Work task
It would help if you retyped the data exactly, leaving out the pictures.

Saved data entries:

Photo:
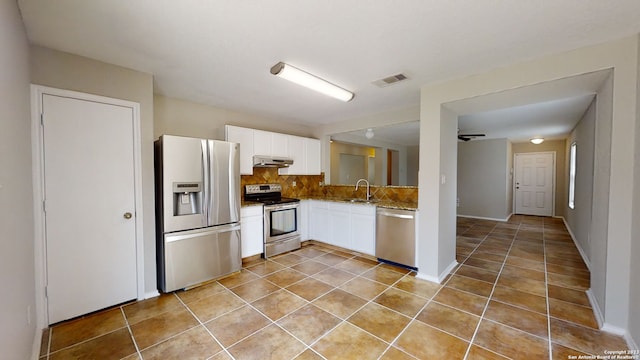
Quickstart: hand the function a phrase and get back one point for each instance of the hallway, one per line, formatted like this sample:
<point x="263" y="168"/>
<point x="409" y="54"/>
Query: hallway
<point x="535" y="280"/>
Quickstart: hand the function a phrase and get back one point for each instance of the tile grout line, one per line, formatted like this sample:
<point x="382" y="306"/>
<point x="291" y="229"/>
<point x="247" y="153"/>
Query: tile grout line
<point x="488" y="299"/>
<point x="202" y="324"/>
<point x="135" y="343"/>
<point x="49" y="343"/>
<point x="475" y="333"/>
<point x="409" y="323"/>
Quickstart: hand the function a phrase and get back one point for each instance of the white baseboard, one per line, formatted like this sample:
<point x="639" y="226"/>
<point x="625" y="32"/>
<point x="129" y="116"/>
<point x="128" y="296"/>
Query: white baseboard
<point x="440" y="278"/>
<point x="615" y="330"/>
<point x="151" y="294"/>
<point x="484" y="218"/>
<point x="575" y="242"/>
<point x="596" y="308"/>
<point x="630" y="342"/>
<point x="37" y="341"/>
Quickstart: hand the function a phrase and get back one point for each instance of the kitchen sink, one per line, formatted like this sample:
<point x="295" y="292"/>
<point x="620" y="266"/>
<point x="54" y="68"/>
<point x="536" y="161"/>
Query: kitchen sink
<point x="363" y="201"/>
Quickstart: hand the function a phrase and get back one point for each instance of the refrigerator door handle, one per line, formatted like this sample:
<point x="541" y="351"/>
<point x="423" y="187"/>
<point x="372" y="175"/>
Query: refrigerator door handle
<point x="193" y="234"/>
<point x="207" y="178"/>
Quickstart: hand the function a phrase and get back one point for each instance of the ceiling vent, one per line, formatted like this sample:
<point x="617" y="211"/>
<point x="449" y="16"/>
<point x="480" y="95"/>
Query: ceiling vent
<point x="390" y="80"/>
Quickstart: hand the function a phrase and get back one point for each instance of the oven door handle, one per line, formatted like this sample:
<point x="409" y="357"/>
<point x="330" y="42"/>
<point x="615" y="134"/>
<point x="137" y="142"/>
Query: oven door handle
<point x="281" y="207"/>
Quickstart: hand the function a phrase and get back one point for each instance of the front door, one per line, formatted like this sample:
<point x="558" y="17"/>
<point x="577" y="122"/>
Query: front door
<point x="534" y="183"/>
<point x="90" y="222"/>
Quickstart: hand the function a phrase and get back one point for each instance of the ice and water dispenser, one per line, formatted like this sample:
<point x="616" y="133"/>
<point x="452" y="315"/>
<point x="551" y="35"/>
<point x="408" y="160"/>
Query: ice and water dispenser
<point x="187" y="198"/>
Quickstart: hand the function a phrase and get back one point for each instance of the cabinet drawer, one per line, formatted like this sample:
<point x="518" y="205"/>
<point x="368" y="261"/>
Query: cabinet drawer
<point x="363" y="209"/>
<point x="339" y="207"/>
<point x="251" y="211"/>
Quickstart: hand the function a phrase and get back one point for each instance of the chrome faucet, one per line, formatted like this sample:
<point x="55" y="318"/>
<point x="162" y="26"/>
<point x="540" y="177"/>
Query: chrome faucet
<point x="368" y="192"/>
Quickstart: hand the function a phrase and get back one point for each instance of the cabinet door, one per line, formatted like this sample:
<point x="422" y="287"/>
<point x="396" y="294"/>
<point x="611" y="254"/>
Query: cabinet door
<point x="261" y="142"/>
<point x="279" y="145"/>
<point x="303" y="220"/>
<point x="363" y="229"/>
<point x="339" y="225"/>
<point x="313" y="157"/>
<point x="297" y="152"/>
<point x="319" y="221"/>
<point x="244" y="137"/>
<point x="251" y="232"/>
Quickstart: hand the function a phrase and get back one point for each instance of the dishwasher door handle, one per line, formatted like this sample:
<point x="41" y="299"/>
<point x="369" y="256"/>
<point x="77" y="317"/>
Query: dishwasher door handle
<point x="400" y="216"/>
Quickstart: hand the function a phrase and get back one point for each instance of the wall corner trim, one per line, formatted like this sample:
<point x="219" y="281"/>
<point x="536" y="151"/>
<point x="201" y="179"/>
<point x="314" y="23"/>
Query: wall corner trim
<point x="576" y="243"/>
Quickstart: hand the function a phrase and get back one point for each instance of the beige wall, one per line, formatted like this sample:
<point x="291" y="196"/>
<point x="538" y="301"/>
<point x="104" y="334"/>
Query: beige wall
<point x="634" y="310"/>
<point x="614" y="166"/>
<point x="17" y="276"/>
<point x="482" y="177"/>
<point x="559" y="147"/>
<point x="185" y="118"/>
<point x="579" y="218"/>
<point x="71" y="72"/>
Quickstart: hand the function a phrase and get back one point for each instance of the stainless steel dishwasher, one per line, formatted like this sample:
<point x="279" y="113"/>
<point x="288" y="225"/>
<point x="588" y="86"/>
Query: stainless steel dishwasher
<point x="395" y="236"/>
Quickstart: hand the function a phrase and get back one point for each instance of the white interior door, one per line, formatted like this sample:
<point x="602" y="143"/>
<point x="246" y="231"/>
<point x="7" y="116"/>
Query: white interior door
<point x="89" y="205"/>
<point x="534" y="183"/>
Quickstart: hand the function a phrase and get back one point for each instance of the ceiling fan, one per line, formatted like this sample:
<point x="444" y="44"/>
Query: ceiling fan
<point x="467" y="137"/>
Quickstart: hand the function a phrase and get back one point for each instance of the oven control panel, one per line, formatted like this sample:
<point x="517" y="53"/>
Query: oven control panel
<point x="262" y="188"/>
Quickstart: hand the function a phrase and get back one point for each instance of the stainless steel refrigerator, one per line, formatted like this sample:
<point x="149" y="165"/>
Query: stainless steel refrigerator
<point x="197" y="210"/>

Problem solution
Photo:
Quickstart: hand the function a phrase and get back one point for each instance of the hallway, one per line, formatted like this sample:
<point x="263" y="168"/>
<point x="409" y="54"/>
Query: hallway
<point x="535" y="280"/>
Quickstart: hand the function a phrase and get back one point for each instance of the tile grout line, one per line, formatted like this sample:
<point x="382" y="306"/>
<point x="291" y="229"/>
<point x="247" y="153"/>
Query: tile grout line
<point x="488" y="299"/>
<point x="202" y="324"/>
<point x="135" y="343"/>
<point x="49" y="343"/>
<point x="475" y="333"/>
<point x="409" y="323"/>
Quickstart: hand the function a phrase and get back one point for each instance of the white baseboard, one per line, formatted like this sample:
<point x="639" y="226"/>
<point x="625" y="32"/>
<point x="129" y="116"/>
<point x="128" y="296"/>
Query: white baseboard
<point x="440" y="278"/>
<point x="615" y="330"/>
<point x="151" y="294"/>
<point x="484" y="218"/>
<point x="575" y="242"/>
<point x="596" y="308"/>
<point x="630" y="342"/>
<point x="37" y="341"/>
Quickstart: hand the function a phrase and get back one point for each instance of the kitchen sink, one per line, formatted like this sample:
<point x="295" y="292"/>
<point x="620" y="266"/>
<point x="54" y="68"/>
<point x="536" y="161"/>
Query: kitchen sink
<point x="363" y="201"/>
Quickstart: hand the function a phrase and get back one point for each instance of the refrigerator door handle, one per line, formatted like this sample:
<point x="541" y="351"/>
<point x="423" y="187"/>
<point x="372" y="175"/>
Query: refrigerator door handle
<point x="193" y="234"/>
<point x="207" y="178"/>
Quickstart: hand the function a phrase and get back one point for each instance of the ceiling vent, one per line, formatted like this sample:
<point x="617" y="211"/>
<point x="449" y="16"/>
<point x="480" y="95"/>
Query: ceiling vent
<point x="390" y="80"/>
Quickstart: hand the function a phrase and get back one point for each instance of the oven door handle, one per line, formatted like this sample:
<point x="409" y="357"/>
<point x="330" y="42"/>
<point x="615" y="134"/>
<point x="137" y="142"/>
Query: oven door handle
<point x="281" y="207"/>
Quickstart: hand the function a phrase and get back one point for each instance of the front door, one per line, formatted like this sample:
<point x="558" y="17"/>
<point x="577" y="122"/>
Query: front door
<point x="534" y="183"/>
<point x="90" y="222"/>
Quickstart: hand the function a phrase and get back one point for each instance of the ice and water dispenser, one per line, formatted like this sample:
<point x="616" y="133"/>
<point x="452" y="315"/>
<point x="551" y="35"/>
<point x="408" y="160"/>
Query: ice and water dispenser
<point x="187" y="198"/>
Quickstart: hand the function a phrase and get back one point for each instance of the cabinet drawer, one per line, formatted like this sample:
<point x="518" y="205"/>
<point x="368" y="261"/>
Query: cabinet drawer
<point x="363" y="209"/>
<point x="339" y="207"/>
<point x="251" y="211"/>
Quickstart: hand the function a phrase and get back one point for each instance of the chrome faucet, one per line, formatted like this sample:
<point x="55" y="318"/>
<point x="162" y="26"/>
<point x="540" y="177"/>
Query: chrome faucet
<point x="368" y="192"/>
Quickstart: hand the function a phrase and get back one point for each instance of the cabinet door, one per line, formatted like this sample:
<point x="422" y="287"/>
<point x="396" y="294"/>
<point x="611" y="254"/>
Query: cabinet door
<point x="261" y="142"/>
<point x="279" y="145"/>
<point x="303" y="220"/>
<point x="363" y="229"/>
<point x="339" y="225"/>
<point x="313" y="157"/>
<point x="297" y="152"/>
<point x="319" y="221"/>
<point x="244" y="137"/>
<point x="251" y="232"/>
Quickstart: hand the function a phrase and get back one point for each instance of the dishwasher door handle, one per line, formatted like this sample:
<point x="41" y="299"/>
<point x="369" y="256"/>
<point x="77" y="317"/>
Query: dishwasher door handle
<point x="400" y="216"/>
Quickstart: hand the function a phrase and get back one point for each instance of the wall corner trim, one per line, formatted like this sample:
<point x="219" y="281"/>
<point x="536" y="151"/>
<point x="201" y="179"/>
<point x="314" y="23"/>
Query: wall corner trim
<point x="576" y="243"/>
Quickstart: hand the function a phrase and get back one point for each instance of the beige wall, one per line, formatted like this sample:
<point x="291" y="196"/>
<point x="538" y="301"/>
<point x="104" y="334"/>
Query: beige wall
<point x="634" y="310"/>
<point x="614" y="166"/>
<point x="17" y="276"/>
<point x="482" y="177"/>
<point x="559" y="147"/>
<point x="185" y="118"/>
<point x="579" y="218"/>
<point x="71" y="72"/>
Quickstart: hand the function a phrase and get back one point for each instance of the stainless steel dishwasher, one per line, formatted like this sample:
<point x="279" y="113"/>
<point x="288" y="225"/>
<point x="588" y="86"/>
Query: stainless steel dishwasher
<point x="395" y="236"/>
Quickstart: hand the function a phrase and get back one point for each instance of the white interior door, one per line, formatted like this sample:
<point x="602" y="143"/>
<point x="246" y="231"/>
<point x="7" y="116"/>
Query: white interior door
<point x="89" y="205"/>
<point x="534" y="183"/>
Quickstart: hand the function a phrase and get back one point for each instance of the ceiling fan, one per line, formatted like this sample:
<point x="444" y="44"/>
Query: ceiling fan
<point x="467" y="137"/>
Quickstart: hand the function a phrase and get back one point for each instance of the oven control panel, one per line, formatted like this sample:
<point x="517" y="53"/>
Query: oven control panel
<point x="262" y="188"/>
Quickstart: hand the function a phrase and get back one point for each instance of the stainless steel refrigerator, one per line, formatted like this sample:
<point x="149" y="165"/>
Query: stainless steel refrigerator
<point x="197" y="210"/>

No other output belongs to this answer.